TASK DESCRIPTION:
Copy the material below word for word, keeping every line and character unchanged.

Excerpts from segmentation material:
......
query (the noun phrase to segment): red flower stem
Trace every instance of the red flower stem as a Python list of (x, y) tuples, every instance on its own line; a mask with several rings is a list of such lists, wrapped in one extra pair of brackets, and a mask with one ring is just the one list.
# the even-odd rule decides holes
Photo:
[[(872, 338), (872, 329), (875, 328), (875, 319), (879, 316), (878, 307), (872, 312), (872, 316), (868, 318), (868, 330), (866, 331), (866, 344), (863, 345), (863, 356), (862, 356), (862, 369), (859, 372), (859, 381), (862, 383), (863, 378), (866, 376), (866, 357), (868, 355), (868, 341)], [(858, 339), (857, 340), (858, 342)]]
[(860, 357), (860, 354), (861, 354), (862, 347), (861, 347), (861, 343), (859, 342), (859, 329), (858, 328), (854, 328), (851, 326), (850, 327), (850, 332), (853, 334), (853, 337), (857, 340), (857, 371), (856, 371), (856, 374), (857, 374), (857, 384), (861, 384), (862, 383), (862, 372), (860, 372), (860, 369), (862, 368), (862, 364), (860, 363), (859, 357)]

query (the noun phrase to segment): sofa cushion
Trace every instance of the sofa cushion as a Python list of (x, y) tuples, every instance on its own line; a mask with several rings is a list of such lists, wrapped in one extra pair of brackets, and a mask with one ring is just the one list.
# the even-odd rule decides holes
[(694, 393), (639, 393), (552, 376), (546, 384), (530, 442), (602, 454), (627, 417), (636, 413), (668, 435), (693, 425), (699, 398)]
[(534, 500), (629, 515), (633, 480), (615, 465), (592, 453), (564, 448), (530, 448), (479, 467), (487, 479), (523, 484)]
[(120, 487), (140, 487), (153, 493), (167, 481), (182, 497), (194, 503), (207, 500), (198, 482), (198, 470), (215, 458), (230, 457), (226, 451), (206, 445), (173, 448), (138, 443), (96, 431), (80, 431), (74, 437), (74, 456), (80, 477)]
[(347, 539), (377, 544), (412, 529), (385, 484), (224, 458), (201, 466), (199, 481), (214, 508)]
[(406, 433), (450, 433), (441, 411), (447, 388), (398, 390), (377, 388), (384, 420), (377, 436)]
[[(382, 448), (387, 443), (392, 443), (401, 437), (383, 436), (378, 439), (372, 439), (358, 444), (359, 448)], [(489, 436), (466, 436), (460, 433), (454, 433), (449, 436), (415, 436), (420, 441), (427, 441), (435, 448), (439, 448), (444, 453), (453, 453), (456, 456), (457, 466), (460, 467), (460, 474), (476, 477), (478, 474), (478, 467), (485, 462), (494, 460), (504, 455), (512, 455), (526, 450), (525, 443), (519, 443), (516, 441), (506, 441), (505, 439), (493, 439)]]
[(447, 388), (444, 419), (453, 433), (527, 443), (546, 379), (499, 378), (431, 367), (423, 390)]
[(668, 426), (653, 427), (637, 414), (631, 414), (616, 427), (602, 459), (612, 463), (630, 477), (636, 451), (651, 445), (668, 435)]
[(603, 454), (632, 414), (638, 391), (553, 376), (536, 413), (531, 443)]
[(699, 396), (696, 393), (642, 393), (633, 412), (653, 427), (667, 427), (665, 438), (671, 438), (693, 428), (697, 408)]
......
SOLUTION FOR THIS TASK:
query (the noun phrase to segment): red flower stem
Trace every instance of the red flower stem as a Python list of (x, y) tuples, every instance on its own line; a mask with several rings is a list of such lists, wrapped in one extra pair of brackets, and a mask with one ring is just the one list.
# the even-odd rule decides holes
Photo:
[[(872, 338), (872, 329), (875, 328), (875, 319), (879, 316), (878, 307), (872, 312), (872, 316), (868, 318), (868, 330), (866, 331), (866, 344), (863, 345), (863, 356), (862, 356), (862, 369), (859, 372), (859, 381), (862, 383), (863, 378), (866, 376), (866, 357), (868, 355), (868, 341)], [(858, 339), (857, 340), (858, 342)]]
[(860, 357), (860, 354), (861, 354), (862, 347), (861, 347), (861, 343), (859, 342), (859, 329), (858, 328), (854, 328), (851, 326), (850, 327), (850, 332), (853, 334), (853, 337), (857, 340), (857, 371), (856, 371), (856, 374), (857, 374), (857, 384), (861, 384), (862, 383), (862, 372), (860, 372), (860, 369), (862, 368), (862, 364), (860, 363), (859, 357)]

query (the noun phrase to segment): sofa cushion
Trace every instance of the sofa cushion as a Python list of (x, y) tuples, every instance on its own line; a mask with several rings is a list of such lists, wrapped in one extra pair of brackets, and a mask with one ring is just the one list.
# the even-odd rule decides holes
[(694, 393), (639, 393), (552, 376), (546, 384), (530, 442), (602, 454), (627, 417), (636, 413), (668, 435), (693, 425), (699, 398)]
[(534, 500), (629, 515), (633, 480), (615, 465), (592, 453), (564, 448), (530, 448), (479, 467), (487, 479), (523, 484)]
[(120, 487), (140, 487), (153, 493), (167, 481), (182, 497), (194, 503), (207, 500), (198, 482), (198, 470), (215, 458), (230, 457), (226, 451), (206, 445), (173, 448), (138, 443), (96, 431), (80, 431), (74, 437), (74, 456), (80, 477)]
[(347, 539), (377, 544), (412, 529), (385, 484), (224, 458), (201, 466), (199, 481), (214, 508)]
[(406, 433), (450, 433), (441, 411), (447, 388), (398, 390), (377, 388), (384, 420), (377, 436)]
[[(382, 448), (387, 443), (392, 443), (401, 437), (383, 436), (378, 439), (372, 439), (358, 444), (359, 448)], [(489, 436), (466, 436), (460, 433), (454, 433), (449, 436), (415, 436), (420, 441), (427, 441), (435, 448), (439, 448), (444, 453), (453, 453), (456, 456), (457, 466), (460, 467), (460, 474), (476, 477), (478, 474), (478, 467), (485, 462), (494, 460), (504, 455), (512, 455), (526, 450), (525, 443), (519, 443), (516, 441), (506, 441), (505, 439), (493, 439)]]
[(447, 388), (444, 419), (453, 433), (527, 443), (546, 379), (499, 378), (431, 367), (423, 390)]
[(668, 426), (653, 427), (637, 414), (631, 414), (616, 427), (602, 459), (612, 463), (630, 477), (636, 451), (651, 445), (668, 435)]
[(603, 454), (632, 414), (638, 391), (553, 376), (536, 413), (531, 443)]
[(699, 396), (696, 393), (642, 393), (633, 412), (653, 427), (667, 427), (665, 438), (671, 438), (693, 428), (697, 408)]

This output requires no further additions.